[Natural language region descriptions]
= = =

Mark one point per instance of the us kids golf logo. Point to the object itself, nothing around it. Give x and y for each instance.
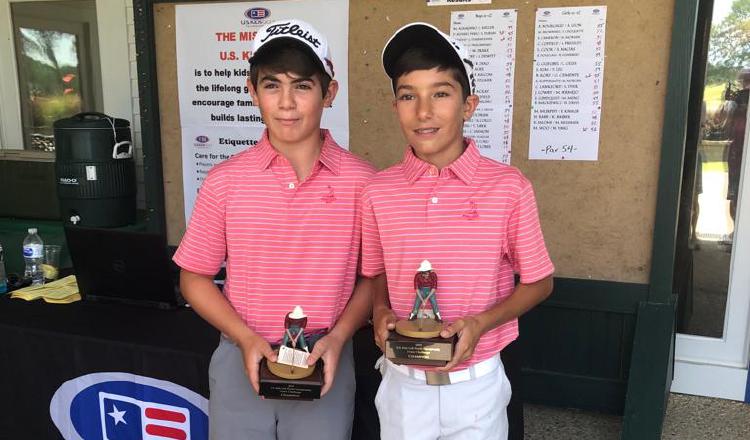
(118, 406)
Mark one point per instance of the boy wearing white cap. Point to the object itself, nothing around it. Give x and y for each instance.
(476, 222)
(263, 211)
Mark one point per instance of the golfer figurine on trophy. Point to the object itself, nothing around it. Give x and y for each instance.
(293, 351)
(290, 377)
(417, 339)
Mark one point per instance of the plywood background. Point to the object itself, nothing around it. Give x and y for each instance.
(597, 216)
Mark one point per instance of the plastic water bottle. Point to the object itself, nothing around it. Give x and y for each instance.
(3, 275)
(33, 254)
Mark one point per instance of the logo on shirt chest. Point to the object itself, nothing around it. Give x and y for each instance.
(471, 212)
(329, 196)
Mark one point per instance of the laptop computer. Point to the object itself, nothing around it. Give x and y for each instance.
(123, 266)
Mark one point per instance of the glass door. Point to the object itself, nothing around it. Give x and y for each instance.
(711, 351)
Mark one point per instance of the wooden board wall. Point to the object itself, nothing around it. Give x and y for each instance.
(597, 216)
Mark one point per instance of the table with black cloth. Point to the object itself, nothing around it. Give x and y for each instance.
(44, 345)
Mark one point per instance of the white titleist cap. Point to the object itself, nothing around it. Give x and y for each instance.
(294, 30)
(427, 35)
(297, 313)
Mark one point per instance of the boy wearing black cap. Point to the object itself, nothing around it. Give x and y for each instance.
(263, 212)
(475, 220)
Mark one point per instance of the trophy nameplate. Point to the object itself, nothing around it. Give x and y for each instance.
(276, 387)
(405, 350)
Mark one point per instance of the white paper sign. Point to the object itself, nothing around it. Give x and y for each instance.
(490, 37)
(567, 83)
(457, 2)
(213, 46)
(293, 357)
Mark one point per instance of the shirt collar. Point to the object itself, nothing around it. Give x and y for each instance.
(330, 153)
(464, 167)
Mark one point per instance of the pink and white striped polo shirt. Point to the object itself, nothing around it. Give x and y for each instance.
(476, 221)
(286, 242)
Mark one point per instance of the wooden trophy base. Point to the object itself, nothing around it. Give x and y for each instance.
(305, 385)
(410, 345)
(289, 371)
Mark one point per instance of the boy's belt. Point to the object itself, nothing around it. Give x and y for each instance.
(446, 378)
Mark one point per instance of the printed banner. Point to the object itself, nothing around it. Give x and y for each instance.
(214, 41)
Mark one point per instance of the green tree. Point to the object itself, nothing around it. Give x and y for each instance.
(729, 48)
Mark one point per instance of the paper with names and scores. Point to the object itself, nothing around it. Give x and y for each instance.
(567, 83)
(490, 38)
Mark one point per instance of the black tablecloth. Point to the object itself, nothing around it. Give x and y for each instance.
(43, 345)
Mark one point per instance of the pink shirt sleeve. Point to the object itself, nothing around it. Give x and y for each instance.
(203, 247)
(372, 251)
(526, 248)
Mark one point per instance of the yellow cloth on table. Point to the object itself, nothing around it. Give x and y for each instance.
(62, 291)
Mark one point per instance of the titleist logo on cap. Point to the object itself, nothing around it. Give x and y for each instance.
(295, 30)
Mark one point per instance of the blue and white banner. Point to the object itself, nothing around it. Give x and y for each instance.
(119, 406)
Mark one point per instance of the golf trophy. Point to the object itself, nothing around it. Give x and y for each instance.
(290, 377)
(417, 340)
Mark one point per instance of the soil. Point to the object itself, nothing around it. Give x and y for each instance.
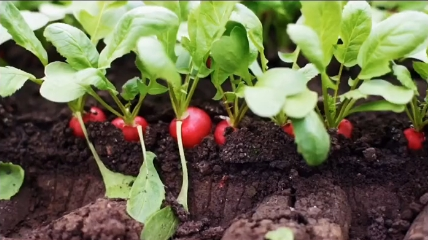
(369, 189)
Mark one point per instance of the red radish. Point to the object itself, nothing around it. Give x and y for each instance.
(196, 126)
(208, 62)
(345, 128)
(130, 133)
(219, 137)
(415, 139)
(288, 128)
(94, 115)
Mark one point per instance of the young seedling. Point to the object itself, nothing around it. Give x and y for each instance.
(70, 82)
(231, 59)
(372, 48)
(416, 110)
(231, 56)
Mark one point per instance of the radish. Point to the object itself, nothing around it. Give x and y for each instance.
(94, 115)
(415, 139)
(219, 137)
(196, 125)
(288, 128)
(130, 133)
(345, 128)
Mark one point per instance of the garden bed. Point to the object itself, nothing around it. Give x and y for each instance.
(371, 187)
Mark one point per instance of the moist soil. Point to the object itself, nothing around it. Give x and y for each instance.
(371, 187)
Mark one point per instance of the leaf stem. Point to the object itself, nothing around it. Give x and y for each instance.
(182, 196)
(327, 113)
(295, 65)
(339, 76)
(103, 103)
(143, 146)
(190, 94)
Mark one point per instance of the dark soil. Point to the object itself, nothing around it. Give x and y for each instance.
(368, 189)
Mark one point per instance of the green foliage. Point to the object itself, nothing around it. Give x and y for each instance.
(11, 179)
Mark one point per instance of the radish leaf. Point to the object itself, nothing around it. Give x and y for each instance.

= = =

Work request: Pictures don't belong in the copy. Transcribe every record exactly as it appears.

Answer box:
Mark one point per instance of the us kids golf logo. Point to the object itself, nothing around it. Give x and y for each instance.
(118, 406)
Mark one point per instance of the boy wearing white cap. Point to the object itself, nothing around it. Give x and y for each instance.
(476, 222)
(263, 211)
Mark one point per instance of the golfer figurine on trophy. Point to the object itself, nothing around it. Give x and y for each instance.
(293, 351)
(290, 377)
(417, 339)
Mark one point per instance of the plywood background. Point to the object itself, nothing around it. Give x and y for each instance.
(597, 216)
Mark one point per instance of the plastic water bottle. Point to the object itself, nothing around it. Give x and y for each instance.
(3, 275)
(33, 254)
Mark one point per instance of the logo on shirt chest. Point to the object itself, nothing around it. Give x and y for each instance.
(471, 212)
(329, 196)
Mark one point per instance of the laptop computer. Point to the object itself, nothing around it. Give x and y for each instance.
(123, 266)
Mark one point per instance of the glass door. Point to the object itself, nothing around it. Give x and y for each instance.
(711, 351)
Mark one point per instance of the wooden board wall. Point to the object itself, nothing around it. Give x and y for each instance.
(597, 216)
Mark one point per instance of the table with black cloth. Point to the object itself, nothing around it. Give x and y for each instance.
(44, 345)
Mark one point per instance of the white titleist cap. Point to the object itself, nothing around it. Give x and y for each instance.
(294, 30)
(427, 35)
(297, 313)
Mark one point per instance of the boy wearing black cap. Point to the object itself, nothing around it. Give x and y for each instance.
(263, 212)
(475, 220)
Mark one point per instance of the trophy nameplate. Point to the object itself, nothing around it. Give x and y for each instance.
(276, 387)
(405, 350)
Mark one point per instance of the white paper sign. Point to the object itself, nothing around it. Give x and y for each instance.
(490, 37)
(567, 83)
(457, 2)
(213, 46)
(293, 357)
Mark one point per instance of the shirt collar. Point to the object itself, nothing around it. Give x and y for each instance.
(330, 153)
(464, 167)
Mark one point per instance of the pink and white striped polo shirt. Point to the object itself, nothing around it. Give x and y for each instance.
(476, 221)
(286, 242)
Mark one point per instance of the wooden trophy base. Point to the object itself, nothing around it. Give x and y for each instance.
(305, 385)
(410, 345)
(289, 371)
Mark one point per instance of the boy's belt. Point to the object itself, nothing around it. Give x and y for each instance.
(446, 378)
Mark one point per instance of the printed banner. Point to the object itself, nothing around it. Give x and y for each instance.
(214, 41)
Mark one point per instance of the green tree. Point to the object itself, nothing around it. Give x and y for each instance.
(729, 48)
Mark one point per instance of the paper with names and scores. Point to the object itself, nothing around it. Give x and y for each instance.
(567, 83)
(490, 38)
Mark one point per instance of the black tablecloth. Point to the object itself, nothing around it. Give x and y for each instance.
(43, 345)
Mark one point per instance of the pink shirt sleeve. Point to the object itself, nothing around it. Give x and y for each instance.
(203, 247)
(372, 251)
(526, 248)
Mark one point per instance of the yellow cloth on table. Point to the object itself, nothing around it. Give x and y for each instance.
(62, 291)
Mark one point per instance of the titleist logo on cap. Point to the object itself, nothing around it. Give x and y for each instance.
(295, 30)
Mark one point per instance of the blue and white banner. Point to the object itself, nothing around it. Give x and y for each instance.
(119, 406)
Mark one point per instance of the golf trophy. Point to the object itself, nothing around it. Give x and y for each instance.
(290, 377)
(417, 340)
Mark one point per instance of the soil. Point to the object itself, nothing around it. Give x and y for each instance.
(369, 189)
Mark one point per instance of the red radish. Point to the object itself, nothing around it. Give x and y for each instance.
(196, 126)
(208, 62)
(345, 128)
(130, 133)
(219, 137)
(415, 139)
(288, 128)
(94, 115)
Mark one point per instance of the young seedling. Point to the object itself, nothing around it. Give x and y for each instance.
(70, 82)
(231, 59)
(372, 48)
(416, 110)
(231, 56)
Mark one point per instance of the radish. Point to the object itself, nothing around it. Give x and y for each instance.
(94, 115)
(415, 139)
(219, 137)
(196, 125)
(288, 128)
(130, 133)
(345, 128)
Mark one point per instance of the garden bed. Point to the object itself, nothing around it. Give x and y for each instance.
(371, 187)
Mark one point per instance of the moist soil. Point to the object itself, nothing around it. Give x and y for each instance.
(371, 187)
Mark one point per instance of the leaf stem. Point to the object itself, nothing around it. Give x and y for each instance.
(182, 196)
(327, 113)
(295, 65)
(339, 76)
(103, 103)
(143, 146)
(190, 94)
Mark one point per instance of the dark soil. Point to the object itself, nothing around it. Give x and y for each instance.
(368, 189)
Mark one point per instance of the green foliage. Point to the object itself, nothing around it. Give x and y for each instance.
(11, 179)
Mark one point per instance of the radish leaf. Point to the object itself, nothing around it. Give x and y for each instance.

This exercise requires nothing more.